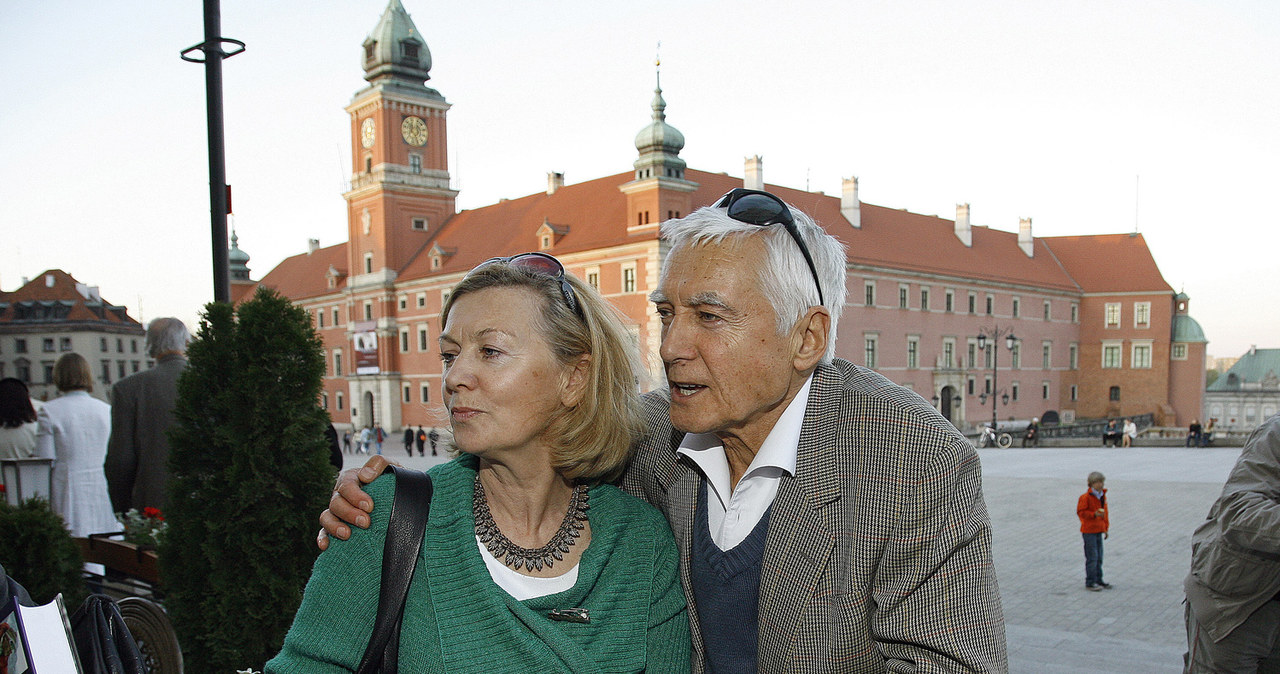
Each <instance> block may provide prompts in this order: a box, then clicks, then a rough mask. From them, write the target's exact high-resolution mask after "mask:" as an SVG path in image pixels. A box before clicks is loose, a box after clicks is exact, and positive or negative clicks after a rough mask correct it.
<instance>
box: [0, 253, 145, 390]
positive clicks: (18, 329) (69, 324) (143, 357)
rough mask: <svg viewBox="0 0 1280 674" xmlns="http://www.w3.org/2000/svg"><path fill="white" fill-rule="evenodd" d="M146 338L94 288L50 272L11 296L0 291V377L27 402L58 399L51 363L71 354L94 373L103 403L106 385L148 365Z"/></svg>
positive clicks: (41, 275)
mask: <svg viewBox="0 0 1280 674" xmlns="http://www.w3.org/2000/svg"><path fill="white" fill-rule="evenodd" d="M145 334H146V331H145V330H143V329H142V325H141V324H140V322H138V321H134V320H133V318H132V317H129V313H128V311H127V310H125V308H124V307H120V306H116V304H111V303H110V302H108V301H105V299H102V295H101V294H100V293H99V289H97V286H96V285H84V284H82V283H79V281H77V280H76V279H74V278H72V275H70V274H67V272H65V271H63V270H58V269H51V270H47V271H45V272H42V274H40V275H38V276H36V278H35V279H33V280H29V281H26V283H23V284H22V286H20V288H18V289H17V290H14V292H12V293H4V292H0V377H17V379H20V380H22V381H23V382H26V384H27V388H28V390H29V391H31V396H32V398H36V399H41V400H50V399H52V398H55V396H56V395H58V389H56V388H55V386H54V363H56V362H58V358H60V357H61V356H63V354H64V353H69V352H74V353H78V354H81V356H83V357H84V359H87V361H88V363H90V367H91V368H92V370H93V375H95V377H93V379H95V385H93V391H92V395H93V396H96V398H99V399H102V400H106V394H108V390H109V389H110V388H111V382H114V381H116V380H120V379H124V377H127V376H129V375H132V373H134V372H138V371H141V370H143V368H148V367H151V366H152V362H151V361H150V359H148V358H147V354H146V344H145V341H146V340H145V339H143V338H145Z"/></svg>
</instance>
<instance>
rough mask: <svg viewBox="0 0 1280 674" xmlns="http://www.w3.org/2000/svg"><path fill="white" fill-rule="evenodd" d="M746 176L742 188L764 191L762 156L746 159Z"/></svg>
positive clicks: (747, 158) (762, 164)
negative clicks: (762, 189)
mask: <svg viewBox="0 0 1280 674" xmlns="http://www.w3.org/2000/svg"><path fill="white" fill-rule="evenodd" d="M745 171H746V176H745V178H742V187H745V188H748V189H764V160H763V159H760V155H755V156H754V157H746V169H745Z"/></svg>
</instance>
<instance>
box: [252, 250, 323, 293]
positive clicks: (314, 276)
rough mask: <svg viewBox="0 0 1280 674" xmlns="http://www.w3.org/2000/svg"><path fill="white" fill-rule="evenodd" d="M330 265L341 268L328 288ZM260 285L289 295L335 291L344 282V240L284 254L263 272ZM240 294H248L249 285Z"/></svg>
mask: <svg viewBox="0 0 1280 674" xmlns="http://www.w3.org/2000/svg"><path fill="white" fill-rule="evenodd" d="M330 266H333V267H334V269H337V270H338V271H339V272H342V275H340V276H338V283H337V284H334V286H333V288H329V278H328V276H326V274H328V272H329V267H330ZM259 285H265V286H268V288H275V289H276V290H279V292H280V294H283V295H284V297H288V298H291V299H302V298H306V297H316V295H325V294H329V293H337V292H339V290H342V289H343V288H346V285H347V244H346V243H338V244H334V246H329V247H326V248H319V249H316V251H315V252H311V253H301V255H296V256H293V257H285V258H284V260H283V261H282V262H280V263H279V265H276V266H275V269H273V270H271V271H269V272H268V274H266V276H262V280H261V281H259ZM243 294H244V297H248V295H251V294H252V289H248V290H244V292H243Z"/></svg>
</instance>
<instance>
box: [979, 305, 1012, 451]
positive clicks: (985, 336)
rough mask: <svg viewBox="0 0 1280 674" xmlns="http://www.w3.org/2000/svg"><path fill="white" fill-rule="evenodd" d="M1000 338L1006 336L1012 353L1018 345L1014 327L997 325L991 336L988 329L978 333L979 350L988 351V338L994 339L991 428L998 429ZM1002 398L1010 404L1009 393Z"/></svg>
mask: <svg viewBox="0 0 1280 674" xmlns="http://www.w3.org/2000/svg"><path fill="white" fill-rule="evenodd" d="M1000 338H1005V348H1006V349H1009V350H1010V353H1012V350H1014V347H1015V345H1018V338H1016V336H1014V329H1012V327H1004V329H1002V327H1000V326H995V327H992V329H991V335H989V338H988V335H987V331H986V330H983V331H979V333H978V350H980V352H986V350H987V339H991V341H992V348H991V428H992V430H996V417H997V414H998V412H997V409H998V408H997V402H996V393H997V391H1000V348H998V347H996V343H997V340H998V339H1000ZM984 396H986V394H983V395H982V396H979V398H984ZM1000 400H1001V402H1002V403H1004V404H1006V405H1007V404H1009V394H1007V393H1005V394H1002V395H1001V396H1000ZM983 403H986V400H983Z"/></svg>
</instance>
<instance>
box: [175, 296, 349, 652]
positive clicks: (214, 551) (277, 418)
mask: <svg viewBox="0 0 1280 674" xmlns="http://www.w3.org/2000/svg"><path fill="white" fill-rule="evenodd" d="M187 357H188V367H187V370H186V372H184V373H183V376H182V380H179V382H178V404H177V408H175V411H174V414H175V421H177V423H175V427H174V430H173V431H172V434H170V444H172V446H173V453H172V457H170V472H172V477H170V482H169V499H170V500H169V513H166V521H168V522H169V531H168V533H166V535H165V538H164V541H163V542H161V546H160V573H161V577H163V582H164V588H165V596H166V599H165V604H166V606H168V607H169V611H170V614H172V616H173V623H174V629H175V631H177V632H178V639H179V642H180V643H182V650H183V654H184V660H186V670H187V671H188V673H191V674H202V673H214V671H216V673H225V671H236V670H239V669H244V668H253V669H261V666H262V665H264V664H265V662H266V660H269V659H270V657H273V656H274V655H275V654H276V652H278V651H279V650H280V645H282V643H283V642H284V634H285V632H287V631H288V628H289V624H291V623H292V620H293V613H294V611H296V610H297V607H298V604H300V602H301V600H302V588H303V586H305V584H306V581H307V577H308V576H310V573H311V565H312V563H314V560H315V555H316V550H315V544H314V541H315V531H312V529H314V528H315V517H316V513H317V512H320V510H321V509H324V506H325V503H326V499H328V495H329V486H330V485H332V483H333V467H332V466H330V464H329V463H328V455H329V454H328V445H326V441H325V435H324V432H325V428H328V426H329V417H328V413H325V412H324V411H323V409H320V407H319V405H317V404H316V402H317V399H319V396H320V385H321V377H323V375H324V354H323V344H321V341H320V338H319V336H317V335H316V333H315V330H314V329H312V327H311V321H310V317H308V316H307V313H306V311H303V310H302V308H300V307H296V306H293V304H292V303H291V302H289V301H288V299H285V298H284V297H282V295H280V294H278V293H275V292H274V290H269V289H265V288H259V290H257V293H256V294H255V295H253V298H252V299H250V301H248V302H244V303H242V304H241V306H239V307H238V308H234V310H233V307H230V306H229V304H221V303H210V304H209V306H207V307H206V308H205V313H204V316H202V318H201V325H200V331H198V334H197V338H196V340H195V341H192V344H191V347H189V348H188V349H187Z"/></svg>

## [Assignment]
Please make an exact copy of the whole listing and leave out its pictures.

## [Finished exercise]
Each <instance> block may provide prompts in this order: a box, then clicks, then a rough mask. From them, write the target's exact high-resolution mask after "mask:" as an SVG path in image pixels. A box before clicks is loose, a box after clicks is exact, and positive or negative clicks after a rough mask correct it.
<instance>
box: [0, 253, 145, 390]
positive clicks: (18, 329) (69, 324) (143, 357)
rough mask: <svg viewBox="0 0 1280 674" xmlns="http://www.w3.org/2000/svg"><path fill="white" fill-rule="evenodd" d="M146 338L94 288L50 272L11 296L0 291V377L27 402L58 399L51 363L71 354L94 373L103 403L106 385L148 365Z"/></svg>
positive clicks: (41, 275)
mask: <svg viewBox="0 0 1280 674" xmlns="http://www.w3.org/2000/svg"><path fill="white" fill-rule="evenodd" d="M145 334H146V331H145V330H143V329H142V325H141V324H140V322H138V321H134V320H133V318H132V317H129V313H128V311H127V310H125V308H124V307H120V306H116V304H111V303H110V302H108V301H105V299H102V295H101V294H100V293H99V289H97V286H96V285H84V284H82V283H79V281H77V280H76V279H74V278H72V275H70V274H67V272H65V271H63V270H58V269H51V270H47V271H45V272H42V274H40V275H38V276H36V278H35V279H33V280H29V281H26V283H23V284H22V286H20V288H18V289H17V290H14V292H12V293H4V292H0V377H17V379H20V380H22V381H23V382H26V384H27V388H28V390H29V391H31V396H32V398H36V399H41V400H50V399H52V398H55V396H56V395H58V389H56V388H55V386H54V363H56V362H58V358H60V357H61V356H63V354H64V353H69V352H74V353H78V354H81V356H83V357H84V359H87V361H88V363H90V367H91V368H92V370H93V375H95V377H93V379H95V385H93V391H92V395H93V396H96V398H99V399H102V400H106V394H108V390H109V389H110V388H111V382H114V381H116V380H120V379H124V377H127V376H129V375H132V373H134V372H138V371H141V370H143V368H148V367H151V366H152V362H151V361H150V359H148V358H147V354H146V344H145V341H146V340H145V339H143V338H145Z"/></svg>
</instance>
<instance>
rough mask: <svg viewBox="0 0 1280 674" xmlns="http://www.w3.org/2000/svg"><path fill="white" fill-rule="evenodd" d="M746 176L742 188L764 191L762 156L746 159Z"/></svg>
positive clicks: (747, 158) (762, 164)
negative clicks: (762, 189)
mask: <svg viewBox="0 0 1280 674" xmlns="http://www.w3.org/2000/svg"><path fill="white" fill-rule="evenodd" d="M745 171H746V176H745V178H742V187H745V188H748V189H764V160H763V159H760V155H755V156H754V157H746V169H745Z"/></svg>
</instance>
<instance>
box: [252, 250, 323, 293]
positive clicks: (314, 276)
rough mask: <svg viewBox="0 0 1280 674" xmlns="http://www.w3.org/2000/svg"><path fill="white" fill-rule="evenodd" d="M330 265L341 268L328 288ZM260 285L289 295L335 291L344 282V240L284 254L263 272ZM240 294H248L249 285Z"/></svg>
mask: <svg viewBox="0 0 1280 674" xmlns="http://www.w3.org/2000/svg"><path fill="white" fill-rule="evenodd" d="M330 266H333V267H334V269H337V270H338V271H339V272H342V275H340V276H338V283H337V284H334V286H333V288H329V278H328V276H326V274H328V272H329V267H330ZM259 285H265V286H268V288H275V289H276V290H279V292H280V294H283V295H284V297H288V298H291V299H302V298H306V297H316V295H325V294H329V293H337V292H339V290H342V289H343V288H346V285H347V244H346V243H338V244H334V246H329V247H326V248H319V249H316V251H315V252H311V253H301V255H296V256H293V257H285V258H284V260H283V261H282V262H280V263H279V265H276V266H275V269H273V270H271V271H269V272H268V274H266V276H262V280H261V281H259ZM243 294H244V297H248V295H251V294H252V289H248V290H244V292H243Z"/></svg>
</instance>
<instance>
box: [979, 305, 1012, 451]
positive clicks: (985, 336)
rough mask: <svg viewBox="0 0 1280 674" xmlns="http://www.w3.org/2000/svg"><path fill="white" fill-rule="evenodd" d="M1000 338L1006 336L1012 353L1018 345L1014 327L997 325L991 336L988 329L978 333L979 350L988 351V338L994 339L991 428L998 429ZM1002 398L1010 404L1009 393Z"/></svg>
mask: <svg viewBox="0 0 1280 674" xmlns="http://www.w3.org/2000/svg"><path fill="white" fill-rule="evenodd" d="M1000 338H1005V348H1006V349H1009V350H1010V353H1012V350H1014V347H1015V345H1018V338H1016V336H1014V329H1012V327H1004V329H1002V327H1000V326H995V327H992V329H991V335H989V338H988V335H987V331H986V330H983V331H979V333H978V350H980V352H986V350H987V339H991V341H992V348H991V428H992V430H996V417H997V414H998V412H997V409H998V408H997V402H996V393H997V391H1000V348H998V347H996V343H997V340H998V339H1000ZM984 396H986V394H983V395H982V396H979V398H984ZM1000 400H1001V402H1002V403H1004V404H1006V405H1007V404H1009V394H1007V393H1005V394H1002V395H1001V396H1000ZM983 403H986V400H983Z"/></svg>
</instance>
<instance>
box: [175, 296, 349, 652]
positive clicks: (214, 551) (277, 418)
mask: <svg viewBox="0 0 1280 674" xmlns="http://www.w3.org/2000/svg"><path fill="white" fill-rule="evenodd" d="M187 357H188V367H187V370H186V372H184V373H183V376H182V380H179V382H178V404H177V408H175V411H174V414H175V421H177V423H175V427H174V430H173V431H172V434H170V444H172V446H173V453H172V457H170V472H172V477H170V482H169V499H170V500H169V513H166V521H168V522H169V531H168V533H166V535H165V538H164V541H163V542H161V546H160V573H161V577H163V582H164V588H165V596H166V599H165V604H166V606H168V607H169V611H170V614H172V616H173V623H174V629H175V631H177V632H178V639H179V642H180V643H182V650H183V654H184V660H186V670H187V671H188V673H191V674H202V673H214V671H216V673H225V671H236V670H239V669H244V668H253V669H261V666H262V665H264V664H265V662H266V660H269V659H270V657H273V656H274V655H275V654H276V652H278V651H279V650H280V645H282V643H283V642H284V634H285V632H287V631H288V628H289V624H291V623H292V620H293V613H294V611H296V610H297V607H298V604H300V602H301V600H302V588H303V586H305V584H306V581H307V577H308V576H310V573H311V565H312V563H314V560H315V555H316V550H315V544H314V541H315V531H312V529H314V528H315V517H316V513H317V512H320V510H321V509H324V506H325V503H326V499H328V495H329V486H330V485H332V483H333V467H332V466H330V464H329V463H328V455H329V454H328V445H326V441H325V435H324V432H325V428H328V426H329V417H328V413H325V412H324V411H323V409H320V407H319V405H317V404H316V402H317V399H319V396H320V385H321V377H323V375H324V354H323V344H321V341H320V338H319V336H317V335H316V333H315V330H314V329H312V327H311V321H310V317H308V316H307V313H306V311H303V310H302V308H300V307H296V306H293V304H292V303H291V302H289V301H288V299H285V298H284V297H282V295H280V294H278V293H275V292H274V290H269V289H265V288H259V290H257V293H256V294H255V295H253V298H252V299H250V301H248V302H244V303H242V304H241V306H239V307H238V308H234V310H233V307H230V306H229V304H221V303H210V304H209V306H207V307H206V308H205V313H204V316H202V318H201V325H200V331H198V334H197V338H196V340H195V341H192V344H191V347H189V348H188V349H187Z"/></svg>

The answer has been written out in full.